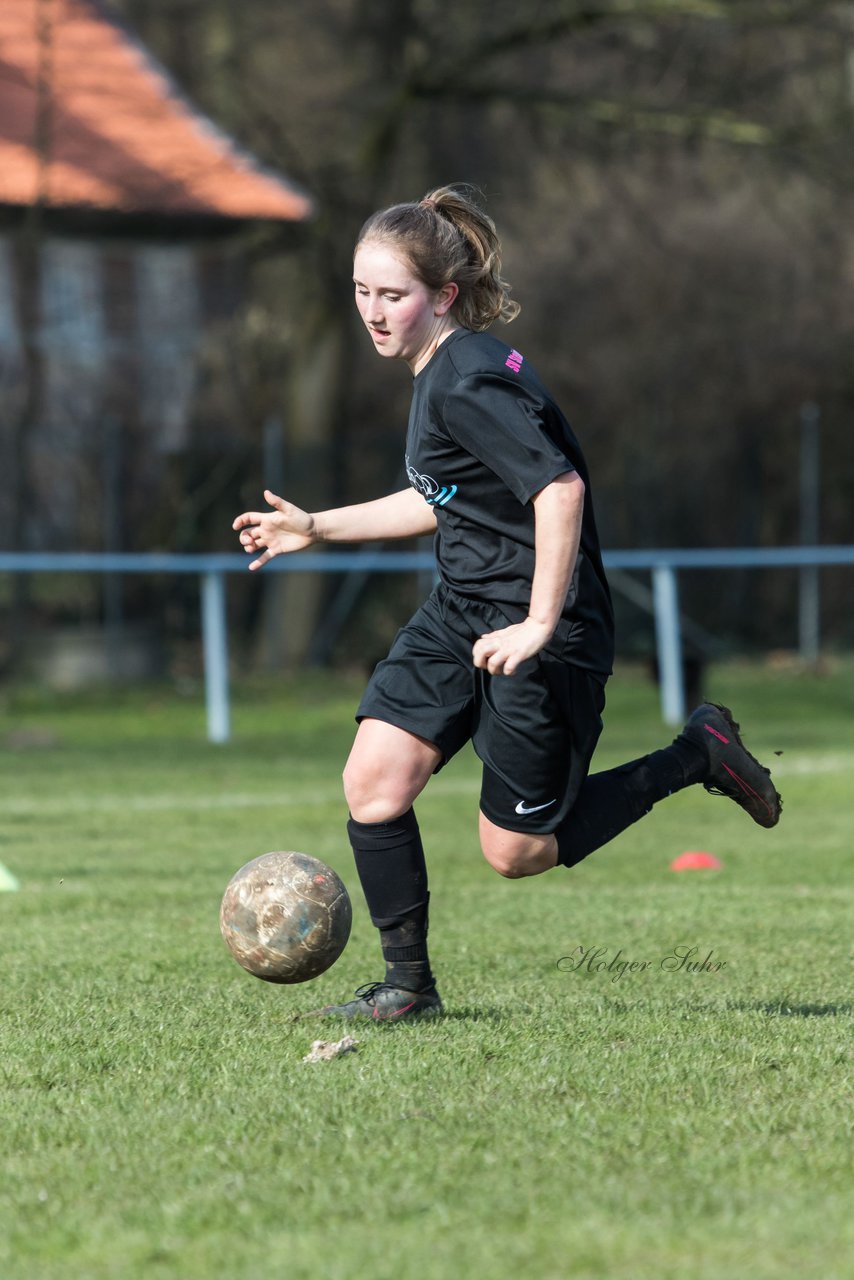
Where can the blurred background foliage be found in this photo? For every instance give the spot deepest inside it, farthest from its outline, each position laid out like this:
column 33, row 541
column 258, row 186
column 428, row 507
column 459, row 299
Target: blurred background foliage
column 674, row 183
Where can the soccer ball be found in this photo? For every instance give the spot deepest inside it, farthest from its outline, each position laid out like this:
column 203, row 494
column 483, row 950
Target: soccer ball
column 286, row 917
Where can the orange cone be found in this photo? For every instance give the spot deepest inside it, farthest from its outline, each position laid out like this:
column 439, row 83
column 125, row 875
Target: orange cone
column 694, row 860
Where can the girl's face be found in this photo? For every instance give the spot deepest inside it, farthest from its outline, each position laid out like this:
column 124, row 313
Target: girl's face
column 405, row 318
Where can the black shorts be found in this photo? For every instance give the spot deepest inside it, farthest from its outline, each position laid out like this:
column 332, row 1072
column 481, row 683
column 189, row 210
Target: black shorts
column 534, row 731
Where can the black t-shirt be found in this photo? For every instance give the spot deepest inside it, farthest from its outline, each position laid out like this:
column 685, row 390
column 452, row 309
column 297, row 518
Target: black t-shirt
column 484, row 437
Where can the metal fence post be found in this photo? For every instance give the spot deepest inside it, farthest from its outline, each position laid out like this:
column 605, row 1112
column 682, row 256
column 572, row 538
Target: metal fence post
column 215, row 649
column 670, row 644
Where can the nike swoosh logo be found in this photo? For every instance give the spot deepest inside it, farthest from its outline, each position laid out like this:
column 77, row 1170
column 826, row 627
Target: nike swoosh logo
column 523, row 809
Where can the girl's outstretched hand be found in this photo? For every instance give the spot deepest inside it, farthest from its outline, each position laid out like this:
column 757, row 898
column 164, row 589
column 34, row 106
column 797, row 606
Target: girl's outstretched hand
column 274, row 533
column 502, row 652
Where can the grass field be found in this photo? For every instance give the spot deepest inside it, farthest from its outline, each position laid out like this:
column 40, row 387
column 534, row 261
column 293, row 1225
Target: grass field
column 158, row 1119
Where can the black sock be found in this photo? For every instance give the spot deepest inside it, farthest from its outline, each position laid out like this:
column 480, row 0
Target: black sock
column 392, row 869
column 616, row 799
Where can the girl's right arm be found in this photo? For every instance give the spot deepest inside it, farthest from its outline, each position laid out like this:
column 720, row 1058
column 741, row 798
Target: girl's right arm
column 288, row 529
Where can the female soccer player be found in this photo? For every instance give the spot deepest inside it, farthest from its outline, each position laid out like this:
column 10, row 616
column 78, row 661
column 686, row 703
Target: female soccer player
column 514, row 647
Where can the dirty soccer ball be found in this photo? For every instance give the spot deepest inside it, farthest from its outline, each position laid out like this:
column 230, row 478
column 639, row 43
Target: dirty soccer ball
column 286, row 917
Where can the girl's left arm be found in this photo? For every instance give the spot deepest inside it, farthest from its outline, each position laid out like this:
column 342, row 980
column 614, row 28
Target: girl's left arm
column 557, row 533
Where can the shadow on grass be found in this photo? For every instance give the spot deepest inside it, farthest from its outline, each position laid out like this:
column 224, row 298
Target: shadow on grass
column 782, row 1009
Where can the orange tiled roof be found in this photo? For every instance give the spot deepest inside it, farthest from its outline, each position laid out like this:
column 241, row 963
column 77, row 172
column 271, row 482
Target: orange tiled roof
column 123, row 138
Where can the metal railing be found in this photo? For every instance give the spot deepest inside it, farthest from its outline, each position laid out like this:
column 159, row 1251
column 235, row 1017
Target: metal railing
column 663, row 565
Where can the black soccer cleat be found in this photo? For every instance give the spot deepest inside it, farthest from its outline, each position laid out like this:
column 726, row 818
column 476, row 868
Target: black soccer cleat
column 382, row 1002
column 733, row 771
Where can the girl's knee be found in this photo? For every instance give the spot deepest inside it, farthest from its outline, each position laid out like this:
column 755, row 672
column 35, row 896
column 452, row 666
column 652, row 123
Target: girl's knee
column 515, row 855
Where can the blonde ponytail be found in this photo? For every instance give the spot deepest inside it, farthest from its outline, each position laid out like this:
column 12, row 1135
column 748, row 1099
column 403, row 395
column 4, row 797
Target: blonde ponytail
column 447, row 237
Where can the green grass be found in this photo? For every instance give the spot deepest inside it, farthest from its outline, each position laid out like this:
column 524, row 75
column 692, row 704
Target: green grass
column 158, row 1119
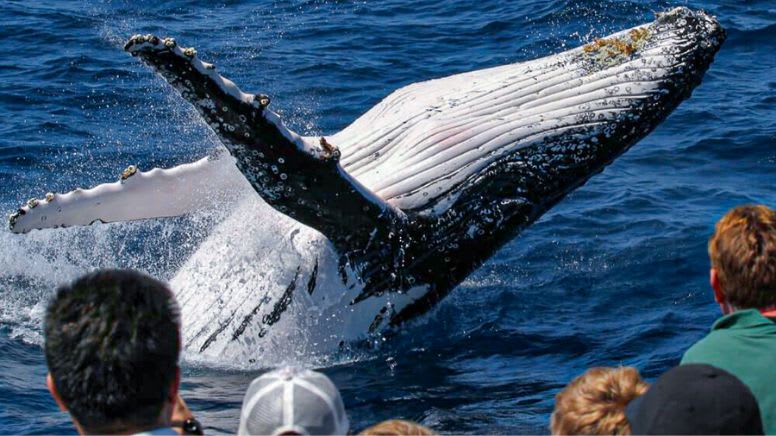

---*---

▶ **BRIEF**:
Please rewrite the listing above with every "Target" changed to "Object" and all other text left as it is. Leave the pictures out of your answer.

▶ **OUTPUT OF THE EXERCISE**:
Where can the blurred background foliage be found in this photo? For every instance give the spot deepest inside it, farthest from its outline, each position laid out like this:
column 33, row 541
column 258, row 186
column 428, row 507
column 459, row 299
Object: blurred background foliage
column 674, row 183
Where can the soccer ball be found in this photo? For every instance give the spot deepest inside it, farthest from its outline, each position laid out like this:
column 203, row 494
column 483, row 950
Object: soccer ball
column 286, row 917
Where can the orange cone be found in this photo? For every instance give the spot deepest inside it, farthest from its outline, each position laid out like this:
column 439, row 83
column 125, row 875
Object: orange cone
column 694, row 860
Where can the girl's face be found in this photo? For every instance give the spot deepest inside it, farthest from its outline, each position laid out like this:
column 124, row 313
Object: girl's face
column 405, row 318
Where can the black shorts be found in this photo? For every instance give the spot deepest inside it, farthest from its outline, each position laid out like this:
column 332, row 1072
column 481, row 683
column 189, row 210
Object: black shorts
column 534, row 731
Where can the black t-shirt be found in this photo? For every instance give the spot deepest inside it, farthest from its outline, each position laid out like this:
column 685, row 390
column 452, row 309
column 297, row 518
Object: black t-shirt
column 484, row 437
Where can the metal fence post be found in this photo? For every instance give the spot deepest inside it, farthest from its outline, each position laid out like this:
column 605, row 1112
column 682, row 256
column 572, row 538
Object: metal fence post
column 215, row 649
column 670, row 644
Where can the nike swoosh logo be found in this photo? For every instance give the spot deepest inside it, farthest from its outline, each position laid out like this:
column 77, row 1170
column 826, row 627
Object: nike swoosh logo
column 523, row 809
Where can the girl's outstretched hand be found in this photo? For every instance give the spot deepest inside it, farthest from its outline, each position laid out like this:
column 757, row 898
column 164, row 589
column 34, row 106
column 797, row 606
Object: girl's outstretched hand
column 274, row 533
column 502, row 652
Where can the grass field be found in this photo? For every instance give the spot deepest inside it, farthest from its outline, each position laid out like this:
column 40, row 387
column 534, row 261
column 293, row 1225
Object: grass field
column 158, row 1119
Where can the black sock be found in this photo? For every instance give the spot deepest inside it, farthest from its outline, each position laid out like this:
column 480, row 0
Object: black sock
column 392, row 869
column 616, row 799
Where can the girl's right arm be found in this photo? For every instance give the spot deepest inside it, farthest from its outline, each position laid out like this:
column 720, row 1058
column 741, row 798
Object: girl's right arm
column 288, row 529
Where can the female soccer player be found in this photo? For every instance give the spot deepest inside it, farthest from its outline, each position laid out like this:
column 10, row 616
column 78, row 661
column 686, row 703
Object: female soccer player
column 514, row 647
Where can the dirty soccer ball be found in this photo? For every instance give the spot deepest inside it, farthest from its outline, each position laid out like this:
column 230, row 478
column 639, row 43
Object: dirty soccer ball
column 286, row 917
Where can the girl's left arm be found in this photo? For every instance give the spot deepest inside it, farthest from its outline, each position laid out like this:
column 342, row 980
column 614, row 28
Object: girl's left arm
column 557, row 533
Where can the shadow on grass be found in this photo? For every instance give the spot deepest inside it, farthest from its outline, each position laid out like this:
column 224, row 298
Object: shadow on grass
column 782, row 1009
Where can the orange tiled roof be found in this photo? For every instance give the spot deepest inside it, farthest from its outline, each position laid out like this:
column 241, row 963
column 77, row 172
column 271, row 482
Object: orange tiled roof
column 123, row 138
Where can the metal railing be found in this photo? For every instance give the spot deepest inside it, farthest from its outline, each position laid out like this:
column 159, row 1251
column 235, row 1017
Object: metal railing
column 663, row 565
Where can the black soccer cleat be found in this photo? For every instance give the spot deepest inside it, farthest from its outline, each position laid out like this:
column 726, row 818
column 476, row 868
Object: black soccer cleat
column 382, row 1002
column 733, row 771
Where can the girl's knee be found in this photo? For every instance give the spot deepest inside it, farthest from its outline, each position laid out like this:
column 755, row 672
column 35, row 896
column 452, row 666
column 652, row 123
Object: girl's knee
column 515, row 855
Where can the blonde ponytail be found in this photo? For every instance give the spot deepest inside it, farthest from its outline, each position laid out like this:
column 12, row 1135
column 748, row 1099
column 403, row 395
column 4, row 797
Object: blonde ponytail
column 447, row 237
Where can the green grass be found in this photo? For every instance give the spot deepest inside it, farthest from its outline, each position laid out like this:
column 524, row 75
column 692, row 704
Object: green grass
column 158, row 1119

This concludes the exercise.